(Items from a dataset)
·····

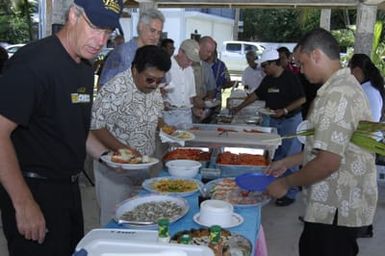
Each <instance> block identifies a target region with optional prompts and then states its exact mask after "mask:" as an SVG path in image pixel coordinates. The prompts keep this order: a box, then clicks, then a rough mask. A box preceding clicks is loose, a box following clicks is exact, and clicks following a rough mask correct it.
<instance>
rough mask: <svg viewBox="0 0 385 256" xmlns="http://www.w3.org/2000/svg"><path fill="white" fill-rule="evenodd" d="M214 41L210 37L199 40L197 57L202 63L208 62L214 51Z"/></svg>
mask: <svg viewBox="0 0 385 256" xmlns="http://www.w3.org/2000/svg"><path fill="white" fill-rule="evenodd" d="M215 47H216V44H215V41H214V39H213V38H212V37H210V36H204V37H202V38H201V39H200V40H199V57H200V58H201V60H203V61H209V60H210V58H211V56H213V54H214V51H215Z"/></svg>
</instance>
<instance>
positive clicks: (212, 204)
mask: <svg viewBox="0 0 385 256" xmlns="http://www.w3.org/2000/svg"><path fill="white" fill-rule="evenodd" d="M200 206H201V208H200V212H199V221H200V222H201V223H203V224H204V225H206V226H211V225H220V226H224V227H227V226H231V224H232V220H233V211H234V208H233V205H232V204H230V203H228V202H226V201H222V200H214V199H211V200H205V201H203V202H202V203H201V205H200Z"/></svg>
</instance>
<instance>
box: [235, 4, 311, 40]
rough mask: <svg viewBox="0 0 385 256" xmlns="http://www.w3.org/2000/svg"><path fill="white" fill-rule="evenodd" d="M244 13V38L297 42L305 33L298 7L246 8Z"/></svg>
mask: <svg viewBox="0 0 385 256" xmlns="http://www.w3.org/2000/svg"><path fill="white" fill-rule="evenodd" d="M242 15H243V21H244V33H243V34H242V35H241V37H240V38H241V39H243V40H253V41H267V42H268V41H270V42H295V41H297V40H298V38H299V37H301V35H302V33H303V30H302V27H301V25H300V24H299V23H298V17H299V16H301V11H300V10H297V9H245V10H242Z"/></svg>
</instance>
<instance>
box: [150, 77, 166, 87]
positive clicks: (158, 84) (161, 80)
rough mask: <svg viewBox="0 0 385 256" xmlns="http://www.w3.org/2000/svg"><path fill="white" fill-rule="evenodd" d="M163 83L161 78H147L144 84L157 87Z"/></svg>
mask: <svg viewBox="0 0 385 256" xmlns="http://www.w3.org/2000/svg"><path fill="white" fill-rule="evenodd" d="M162 81H163V77H162V78H158V79H156V78H151V77H147V78H146V83H147V84H154V83H155V84H156V85H159V84H160V83H161V82H162Z"/></svg>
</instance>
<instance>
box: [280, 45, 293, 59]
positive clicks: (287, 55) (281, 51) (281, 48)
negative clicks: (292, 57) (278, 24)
mask: <svg viewBox="0 0 385 256" xmlns="http://www.w3.org/2000/svg"><path fill="white" fill-rule="evenodd" d="M277 52H279V53H284V54H285V55H286V57H288V58H289V57H290V54H291V52H290V50H289V49H288V48H287V47H285V46H282V47H279V48H278V49H277Z"/></svg>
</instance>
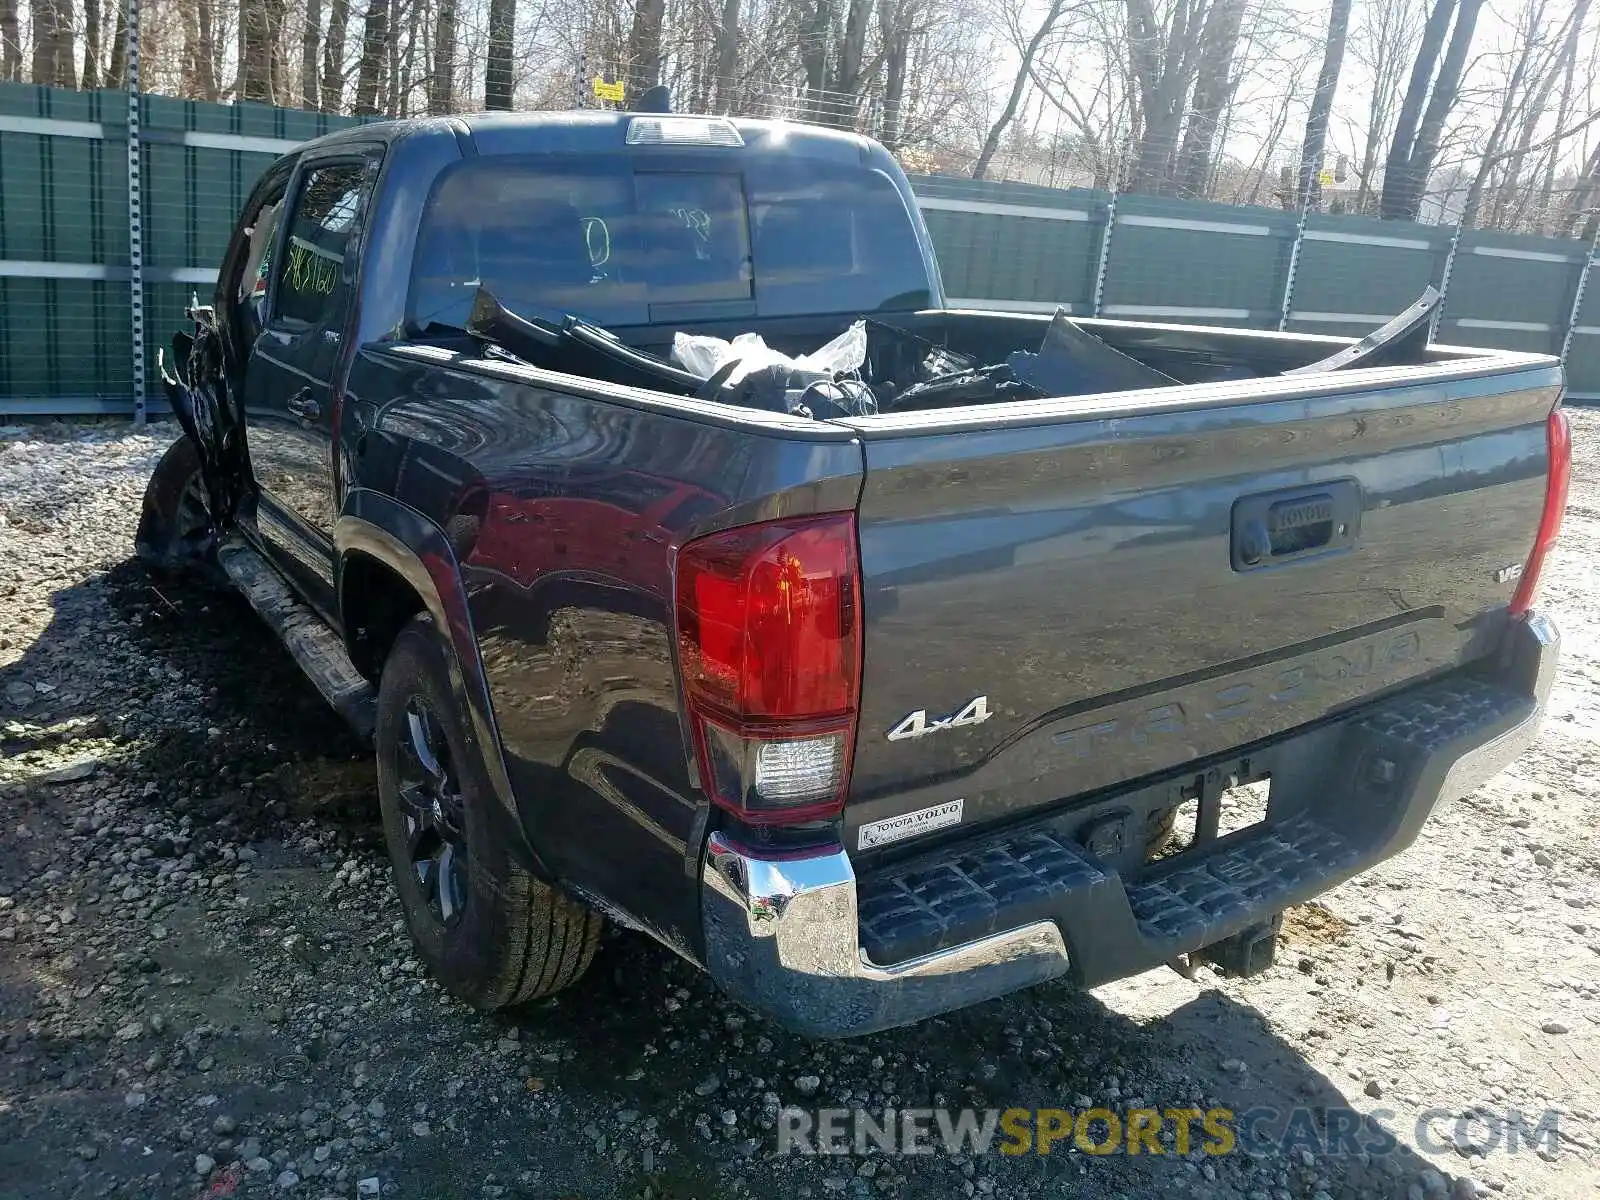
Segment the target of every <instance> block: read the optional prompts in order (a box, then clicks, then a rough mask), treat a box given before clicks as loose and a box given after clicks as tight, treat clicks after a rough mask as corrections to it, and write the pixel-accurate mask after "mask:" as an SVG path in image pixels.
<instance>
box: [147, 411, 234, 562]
mask: <svg viewBox="0 0 1600 1200" xmlns="http://www.w3.org/2000/svg"><path fill="white" fill-rule="evenodd" d="M133 547H134V552H136V554H138V555H139V557H141V558H142V560H144V562H147V563H150V565H152V566H158V568H162V570H166V571H178V570H192V568H197V566H198V568H206V566H211V565H213V563H214V562H216V522H213V520H211V504H210V499H208V496H206V488H205V478H203V477H202V474H200V451H198V450H197V448H195V443H194V442H192V440H190V438H189V435H187V434H186V435H184V437H181V438H178V440H176V442H173V445H170V446H168V448H166V453H165V454H162V458H160V461H158V462H157V464H155V470H154V472H152V474H150V482H149V483H146V486H144V502H142V506H141V509H139V528H138V533H134V538H133Z"/></svg>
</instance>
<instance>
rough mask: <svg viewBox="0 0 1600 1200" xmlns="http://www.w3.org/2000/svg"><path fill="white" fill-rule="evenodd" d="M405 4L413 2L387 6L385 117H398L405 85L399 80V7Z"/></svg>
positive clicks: (399, 32)
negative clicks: (388, 20) (388, 13)
mask: <svg viewBox="0 0 1600 1200" xmlns="http://www.w3.org/2000/svg"><path fill="white" fill-rule="evenodd" d="M406 2H410V3H413V5H414V0H392V3H390V5H389V38H387V42H386V46H384V58H386V72H384V78H386V86H384V102H382V110H384V115H386V117H398V115H400V88H402V86H403V83H405V80H402V78H400V5H402V3H406Z"/></svg>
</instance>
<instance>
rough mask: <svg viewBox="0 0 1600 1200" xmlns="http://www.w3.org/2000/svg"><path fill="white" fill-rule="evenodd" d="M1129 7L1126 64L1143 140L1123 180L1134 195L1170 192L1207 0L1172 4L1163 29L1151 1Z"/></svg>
mask: <svg viewBox="0 0 1600 1200" xmlns="http://www.w3.org/2000/svg"><path fill="white" fill-rule="evenodd" d="M1126 3H1128V62H1130V67H1131V74H1133V78H1134V83H1136V85H1138V96H1139V117H1141V125H1142V136H1141V139H1139V150H1138V155H1136V158H1134V163H1133V173H1131V176H1130V179H1128V187H1130V190H1134V192H1157V194H1160V192H1166V190H1168V189H1170V187H1171V179H1173V165H1174V157H1176V154H1178V134H1179V131H1181V130H1182V123H1184V114H1186V110H1187V104H1189V93H1190V90H1192V88H1194V80H1195V70H1197V67H1198V56H1200V38H1198V37H1195V35H1194V30H1195V29H1197V27H1200V24H1202V21H1203V18H1205V13H1206V0H1174V3H1173V6H1171V10H1170V13H1166V14H1165V18H1166V21H1165V24H1163V22H1162V19H1158V16H1157V13H1155V8H1154V6H1152V3H1150V0H1126Z"/></svg>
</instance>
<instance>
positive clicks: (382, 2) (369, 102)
mask: <svg viewBox="0 0 1600 1200" xmlns="http://www.w3.org/2000/svg"><path fill="white" fill-rule="evenodd" d="M387 50H389V0H368V5H366V22H365V27H363V30H362V66H360V70H358V74H357V77H355V115H358V117H376V115H378V86H379V85H381V83H382V74H384V58H386V54H387ZM491 107H493V106H491Z"/></svg>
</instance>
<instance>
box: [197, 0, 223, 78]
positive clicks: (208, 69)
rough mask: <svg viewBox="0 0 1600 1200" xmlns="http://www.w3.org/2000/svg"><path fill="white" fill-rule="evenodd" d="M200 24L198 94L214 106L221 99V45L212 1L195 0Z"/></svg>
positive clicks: (221, 73)
mask: <svg viewBox="0 0 1600 1200" xmlns="http://www.w3.org/2000/svg"><path fill="white" fill-rule="evenodd" d="M195 18H197V19H198V22H200V94H202V98H205V99H208V101H211V102H213V104H216V102H218V101H221V99H222V54H221V50H222V43H221V42H219V38H218V35H216V3H214V0H195Z"/></svg>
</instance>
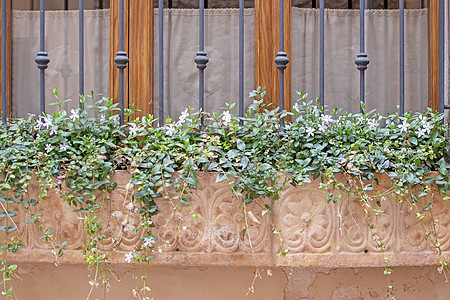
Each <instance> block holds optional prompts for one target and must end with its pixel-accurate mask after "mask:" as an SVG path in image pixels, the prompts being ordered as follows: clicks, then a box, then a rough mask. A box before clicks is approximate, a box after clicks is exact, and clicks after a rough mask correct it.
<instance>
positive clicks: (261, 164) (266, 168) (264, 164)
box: [258, 163, 272, 171]
mask: <svg viewBox="0 0 450 300" xmlns="http://www.w3.org/2000/svg"><path fill="white" fill-rule="evenodd" d="M271 168H272V166H271V165H269V164H267V163H263V164H261V165H260V166H259V167H258V170H260V171H267V170H269V169H271Z"/></svg>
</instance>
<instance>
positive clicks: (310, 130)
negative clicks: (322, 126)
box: [306, 127, 314, 136]
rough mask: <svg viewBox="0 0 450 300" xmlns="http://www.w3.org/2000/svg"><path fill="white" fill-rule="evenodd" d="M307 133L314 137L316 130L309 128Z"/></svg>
mask: <svg viewBox="0 0 450 300" xmlns="http://www.w3.org/2000/svg"><path fill="white" fill-rule="evenodd" d="M306 132H307V133H308V136H314V128H312V127H308V128H306Z"/></svg>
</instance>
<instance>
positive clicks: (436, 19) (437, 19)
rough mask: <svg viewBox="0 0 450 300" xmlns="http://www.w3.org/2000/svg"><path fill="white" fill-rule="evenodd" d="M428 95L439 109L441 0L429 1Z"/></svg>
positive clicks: (436, 108)
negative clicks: (440, 8)
mask: <svg viewBox="0 0 450 300" xmlns="http://www.w3.org/2000/svg"><path fill="white" fill-rule="evenodd" d="M442 67H443V66H442ZM428 95H429V96H428V105H429V106H430V107H431V108H432V109H434V110H439V0H430V1H428Z"/></svg>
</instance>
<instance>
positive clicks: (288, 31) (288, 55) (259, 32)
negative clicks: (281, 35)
mask: <svg viewBox="0 0 450 300" xmlns="http://www.w3.org/2000/svg"><path fill="white" fill-rule="evenodd" d="M284 20H285V21H284V24H285V26H284V36H285V38H284V51H285V52H286V53H287V57H288V58H290V53H291V0H285V1H284ZM278 32H279V24H278V1H267V0H255V68H256V69H255V85H256V86H265V87H266V91H267V94H266V97H265V99H264V103H266V104H269V103H272V108H275V107H277V106H278V91H279V83H278V72H279V71H278V69H277V67H276V65H275V62H274V59H275V57H276V54H277V52H278V35H279V34H278ZM284 72H285V81H284V82H285V83H284V84H285V101H284V102H285V104H284V105H285V109H286V110H289V109H290V105H291V68H290V64H288V66H287V69H286V70H285V71H284Z"/></svg>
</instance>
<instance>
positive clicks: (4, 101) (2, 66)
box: [2, 0, 8, 127]
mask: <svg viewBox="0 0 450 300" xmlns="http://www.w3.org/2000/svg"><path fill="white" fill-rule="evenodd" d="M7 111H8V110H7V107H6V0H2V122H3V126H5V127H6V126H7V118H6V117H7V116H6V114H7Z"/></svg>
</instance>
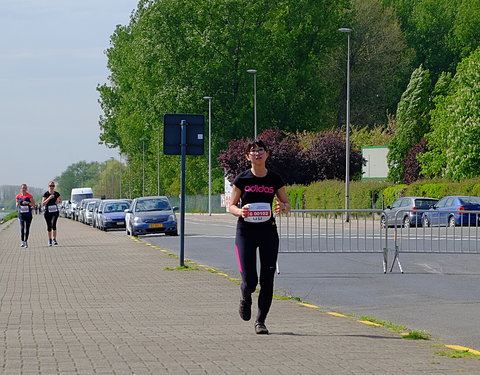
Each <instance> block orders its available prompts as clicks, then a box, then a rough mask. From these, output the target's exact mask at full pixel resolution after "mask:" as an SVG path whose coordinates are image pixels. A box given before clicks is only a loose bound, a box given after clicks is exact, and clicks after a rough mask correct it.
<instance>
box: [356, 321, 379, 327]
mask: <svg viewBox="0 0 480 375" xmlns="http://www.w3.org/2000/svg"><path fill="white" fill-rule="evenodd" d="M357 322H359V323H362V324H366V325H369V326H375V327H383V326H382V325H381V324H378V323H374V322H370V321H368V320H357Z"/></svg>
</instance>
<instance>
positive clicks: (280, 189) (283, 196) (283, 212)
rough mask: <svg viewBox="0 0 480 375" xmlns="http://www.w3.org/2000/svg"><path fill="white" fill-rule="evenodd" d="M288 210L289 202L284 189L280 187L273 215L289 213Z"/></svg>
mask: <svg viewBox="0 0 480 375" xmlns="http://www.w3.org/2000/svg"><path fill="white" fill-rule="evenodd" d="M290 208H291V207H290V202H289V201H288V196H287V192H286V191H285V187H281V188H280V189H278V190H277V204H276V205H275V207H274V210H275V213H276V214H279V213H287V212H289V211H290Z"/></svg>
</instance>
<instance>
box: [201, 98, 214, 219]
mask: <svg viewBox="0 0 480 375" xmlns="http://www.w3.org/2000/svg"><path fill="white" fill-rule="evenodd" d="M203 99H205V100H208V214H209V215H210V216H211V215H212V99H213V97H211V96H204V97H203Z"/></svg>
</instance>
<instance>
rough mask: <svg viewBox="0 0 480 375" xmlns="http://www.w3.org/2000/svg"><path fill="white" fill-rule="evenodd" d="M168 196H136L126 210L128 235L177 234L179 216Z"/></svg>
mask: <svg viewBox="0 0 480 375" xmlns="http://www.w3.org/2000/svg"><path fill="white" fill-rule="evenodd" d="M177 210H178V207H172V206H171V205H170V202H169V200H168V198H167V197H165V196H152V197H141V198H135V199H134V200H133V202H132V204H131V206H130V208H129V209H128V210H125V213H126V215H125V224H126V232H127V235H130V234H131V235H132V236H138V235H139V234H152V233H165V234H166V235H169V236H177V235H178V231H177V217H176V215H175V211H177Z"/></svg>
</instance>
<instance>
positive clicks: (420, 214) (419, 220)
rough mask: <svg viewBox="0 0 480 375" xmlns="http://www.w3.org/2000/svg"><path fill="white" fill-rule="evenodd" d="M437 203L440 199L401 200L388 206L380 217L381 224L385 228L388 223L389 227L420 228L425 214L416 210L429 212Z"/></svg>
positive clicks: (431, 198) (420, 198) (383, 227)
mask: <svg viewBox="0 0 480 375" xmlns="http://www.w3.org/2000/svg"><path fill="white" fill-rule="evenodd" d="M437 202H438V199H436V198H429V197H402V198H399V199H397V200H396V201H395V202H393V203H392V205H391V206H387V208H386V209H385V211H384V212H383V213H382V215H381V217H380V223H381V225H382V227H383V228H385V226H386V225H387V223H388V226H403V227H405V228H409V227H412V226H413V227H419V226H421V225H422V216H423V212H421V211H420V212H415V211H414V210H429V209H430V208H431V207H433V206H434V205H435V204H436V203H437ZM402 210H406V211H402ZM399 211H401V212H399Z"/></svg>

·····

_The problem_
Give back each line from the rows above that has the word "optional" in it.

_Response area_
Each <instance> block identifies a target region with optional prompts and then states its exact mask after "mask:" as an SVG path in image pixel coordinates. The prompts keep this order: a box, then clicks, then a rough mask. A box preceding clicks is loose, a box following clicks is exact, and clicks following a rough mask correct it.
Segment the target of every <instance> block: read the optional prompts in order (a box, then clicks, then a rough mask), treat a box given before clicks as loose and a box given after clicks as tight, treat clicks after a rough mask as corrections to it, and write the pixel-accurate mask after "mask:" as an SVG path in image pixels.
Each <instance> block holds optional prompts for one target and must end with its pixel-accurate mask after "mask:" as an SVG path in image pixels, the prompts being ordered as follows: clicks, then a box, then a rough mask. A box before clicks is approximate, a box after clicks is exact, and clicks after a rough mask correct it.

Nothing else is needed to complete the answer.